-- Parts of the exercise --
A. Answer these questions from the passage on Barbara Ehrenreich, one per line:
(i) At what age did Ehrenreich die?
(ii) In what year did the lunch conversation about poverty take place?
(iii) In which city did she work at a Walmart?
B. Write the next part of the passage on Barbara Ehrenreich, picking up after its final sentence.

Writer and political activist Barbara Ehrenreich died on September 1 at the age of 81. An award-winning essayist and columnist (and a PhD in biology), she also wrote more than 20 books, including Nickel and Dimed: On (Not) Getting by in America, the book for which Ehrenreich is probably most famous. In 1998, during lunch with an editor, the talk turned to poverty. This was at the time when "workfare" had been introduced with the goal to "end welfare as we know it" and Ehrenreich wondered how well those being forced off welfare and into work were going to do on the kinds of low-wage jobs available for them, Her editor challenged her to find out for herself.
Nickel and Dimed tells that story. Ehrenreich set herself some ground rules for an experiment about surviving in the low-wage workforce. She would have a month in each location, taking the highest paying, low-wage job she was offered and the cheapest housing she could find. Ehrenreich waited tables in Key West, Florida, cleaned houses and served meals in a nursing home in Portland, Maine, and worked at a Walmart in Minneapolis, Minnesota. Already in her late 50s at the time of her experiment, she acknowledged that her lifetime of privilege (healthcare, gym membership, white-collar jobs) made it possible for her to do the physically demanding jobs available. Many of the women she worked with (and they were mostly women) were physically worn from a lifetime of this kind of work, often unable to take a sick day because it meant not getting paid, or relying on over-the-counter pain medication to get through a shift. In the end, Ehrenreich found that even with her good health, privilege, and the cash safety-net she had to start each month, she would not have been able to survive without working two jobs, something she likely would not have been able to maintain for long before being stopped by injury or exhaustion.

(Extracted records)
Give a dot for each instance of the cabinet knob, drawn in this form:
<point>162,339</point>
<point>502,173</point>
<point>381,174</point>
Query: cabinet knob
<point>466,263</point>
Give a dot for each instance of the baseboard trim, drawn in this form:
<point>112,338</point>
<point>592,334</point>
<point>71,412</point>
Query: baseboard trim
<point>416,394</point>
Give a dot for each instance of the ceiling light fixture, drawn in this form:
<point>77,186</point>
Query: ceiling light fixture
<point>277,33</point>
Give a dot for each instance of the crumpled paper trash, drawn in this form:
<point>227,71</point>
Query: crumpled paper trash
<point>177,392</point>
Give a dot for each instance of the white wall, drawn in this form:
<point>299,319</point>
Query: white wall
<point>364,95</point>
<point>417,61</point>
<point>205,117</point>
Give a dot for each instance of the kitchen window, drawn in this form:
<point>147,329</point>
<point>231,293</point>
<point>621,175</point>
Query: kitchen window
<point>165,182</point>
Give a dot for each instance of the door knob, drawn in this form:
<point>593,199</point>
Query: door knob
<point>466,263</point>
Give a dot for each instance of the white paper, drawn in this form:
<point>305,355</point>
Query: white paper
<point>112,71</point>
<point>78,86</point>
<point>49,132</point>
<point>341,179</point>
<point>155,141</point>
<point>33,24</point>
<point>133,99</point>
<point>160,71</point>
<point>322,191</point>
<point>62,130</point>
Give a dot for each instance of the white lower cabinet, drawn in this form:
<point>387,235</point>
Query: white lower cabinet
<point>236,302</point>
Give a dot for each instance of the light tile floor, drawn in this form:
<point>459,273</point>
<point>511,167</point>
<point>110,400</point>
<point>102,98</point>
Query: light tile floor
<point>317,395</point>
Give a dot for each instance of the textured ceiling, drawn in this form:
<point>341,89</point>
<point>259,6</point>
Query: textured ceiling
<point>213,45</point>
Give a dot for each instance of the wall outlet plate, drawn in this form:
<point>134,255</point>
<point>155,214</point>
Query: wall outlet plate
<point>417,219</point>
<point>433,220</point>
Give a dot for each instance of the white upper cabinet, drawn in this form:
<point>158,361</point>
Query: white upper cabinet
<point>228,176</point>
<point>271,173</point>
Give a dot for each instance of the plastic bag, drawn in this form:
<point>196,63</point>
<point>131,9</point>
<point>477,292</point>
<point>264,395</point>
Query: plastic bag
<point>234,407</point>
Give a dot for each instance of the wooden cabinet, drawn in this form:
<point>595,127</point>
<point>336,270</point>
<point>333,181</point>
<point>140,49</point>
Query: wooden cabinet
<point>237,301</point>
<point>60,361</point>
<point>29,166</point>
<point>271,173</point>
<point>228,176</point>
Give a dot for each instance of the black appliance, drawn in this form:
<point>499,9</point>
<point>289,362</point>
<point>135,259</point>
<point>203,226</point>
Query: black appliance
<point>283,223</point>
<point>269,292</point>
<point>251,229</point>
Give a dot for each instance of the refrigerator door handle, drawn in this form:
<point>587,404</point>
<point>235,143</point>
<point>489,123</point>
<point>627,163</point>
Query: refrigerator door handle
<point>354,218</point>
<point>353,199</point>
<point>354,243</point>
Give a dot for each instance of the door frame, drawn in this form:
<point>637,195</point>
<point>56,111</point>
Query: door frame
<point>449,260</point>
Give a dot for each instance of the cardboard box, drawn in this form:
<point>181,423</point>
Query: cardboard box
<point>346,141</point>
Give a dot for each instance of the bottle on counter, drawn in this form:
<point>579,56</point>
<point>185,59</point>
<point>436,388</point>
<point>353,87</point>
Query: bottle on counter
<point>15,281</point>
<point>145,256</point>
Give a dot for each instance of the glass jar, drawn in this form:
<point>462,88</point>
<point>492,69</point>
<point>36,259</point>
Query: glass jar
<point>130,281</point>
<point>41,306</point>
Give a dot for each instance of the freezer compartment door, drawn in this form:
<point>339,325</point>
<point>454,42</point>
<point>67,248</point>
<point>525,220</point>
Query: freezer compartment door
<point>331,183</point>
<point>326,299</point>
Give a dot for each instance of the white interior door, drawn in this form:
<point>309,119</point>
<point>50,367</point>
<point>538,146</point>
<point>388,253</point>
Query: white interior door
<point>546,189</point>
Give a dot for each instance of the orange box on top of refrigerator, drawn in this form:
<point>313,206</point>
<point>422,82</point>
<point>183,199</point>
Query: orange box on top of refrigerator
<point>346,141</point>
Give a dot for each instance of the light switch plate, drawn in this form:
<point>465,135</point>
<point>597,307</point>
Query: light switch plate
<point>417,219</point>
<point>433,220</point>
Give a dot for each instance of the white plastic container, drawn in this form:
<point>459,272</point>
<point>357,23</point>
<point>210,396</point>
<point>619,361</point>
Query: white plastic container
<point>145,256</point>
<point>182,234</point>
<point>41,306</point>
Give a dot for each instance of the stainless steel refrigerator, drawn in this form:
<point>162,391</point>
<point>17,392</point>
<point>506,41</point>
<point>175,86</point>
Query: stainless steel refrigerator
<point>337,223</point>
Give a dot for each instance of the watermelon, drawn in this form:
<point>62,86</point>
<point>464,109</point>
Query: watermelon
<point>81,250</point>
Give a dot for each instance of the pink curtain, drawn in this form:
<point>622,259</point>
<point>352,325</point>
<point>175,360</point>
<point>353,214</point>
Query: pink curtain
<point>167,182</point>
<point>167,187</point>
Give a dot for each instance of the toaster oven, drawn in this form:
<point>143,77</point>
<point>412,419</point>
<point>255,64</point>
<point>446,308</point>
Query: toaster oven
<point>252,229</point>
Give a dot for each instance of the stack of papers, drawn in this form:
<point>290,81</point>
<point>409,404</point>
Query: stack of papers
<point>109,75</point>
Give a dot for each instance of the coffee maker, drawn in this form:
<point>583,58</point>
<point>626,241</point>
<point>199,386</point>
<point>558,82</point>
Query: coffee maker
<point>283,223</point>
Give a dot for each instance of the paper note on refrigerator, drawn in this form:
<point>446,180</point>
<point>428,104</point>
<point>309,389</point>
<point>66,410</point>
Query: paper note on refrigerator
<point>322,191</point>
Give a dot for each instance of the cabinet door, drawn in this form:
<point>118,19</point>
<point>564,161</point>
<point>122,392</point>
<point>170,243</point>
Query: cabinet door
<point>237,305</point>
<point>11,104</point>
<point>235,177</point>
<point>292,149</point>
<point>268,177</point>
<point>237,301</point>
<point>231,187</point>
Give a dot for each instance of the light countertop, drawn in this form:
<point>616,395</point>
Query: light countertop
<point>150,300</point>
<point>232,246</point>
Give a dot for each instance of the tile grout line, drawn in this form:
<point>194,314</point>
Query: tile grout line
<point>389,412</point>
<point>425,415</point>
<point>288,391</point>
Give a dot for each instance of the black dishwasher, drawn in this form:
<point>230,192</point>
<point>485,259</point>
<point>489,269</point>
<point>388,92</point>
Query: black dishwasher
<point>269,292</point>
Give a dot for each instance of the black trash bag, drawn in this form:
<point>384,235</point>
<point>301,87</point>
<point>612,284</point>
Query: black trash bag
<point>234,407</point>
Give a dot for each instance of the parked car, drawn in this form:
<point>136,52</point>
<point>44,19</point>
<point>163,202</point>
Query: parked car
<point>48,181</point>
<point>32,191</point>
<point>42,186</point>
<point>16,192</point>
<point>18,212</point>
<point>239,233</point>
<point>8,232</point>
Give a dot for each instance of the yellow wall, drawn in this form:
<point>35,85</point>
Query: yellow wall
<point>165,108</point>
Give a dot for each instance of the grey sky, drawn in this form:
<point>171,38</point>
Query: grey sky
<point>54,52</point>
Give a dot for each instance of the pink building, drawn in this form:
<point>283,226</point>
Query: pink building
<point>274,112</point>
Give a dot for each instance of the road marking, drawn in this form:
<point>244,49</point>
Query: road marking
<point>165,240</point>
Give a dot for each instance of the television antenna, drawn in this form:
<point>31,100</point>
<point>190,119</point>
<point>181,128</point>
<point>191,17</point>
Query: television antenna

-- Exercise results --
A.
(i) 81
(ii) 1998
(iii) Minneapolis, Minnesota

B.
Ehrenreich founded the Economic Hardship Reporting Project in 2012, as a way to support journalists writing from poor and working-class perspectives and to bring those often unheard stories to the mainstream. Squeezed: Why Our Families Can't Afford America by Alissa Quart and Maid: Hard Work, Low Pay, and a Mother's Will to Survive by Stephanie Land both were published through the support of EHRP.
In the twentieth anniversary edition of Nickel and Dimed, sociologist Matthew Desmond (author of Evicted: Poverty and Profit in the American City) describes Ehrenreich's work as "fierce witnessing" and noted our collective unwillingness to see the struggles of those around us. Nickel and Dimed is perhaps even more relevant today than when it was published two decades ago. As Ehrenreich commented in 2018, “Many people praised me for my bravery for having done this, to which I could only say: Millions of people do this kind of work every day for their entire lives — haven’t you noticed them?”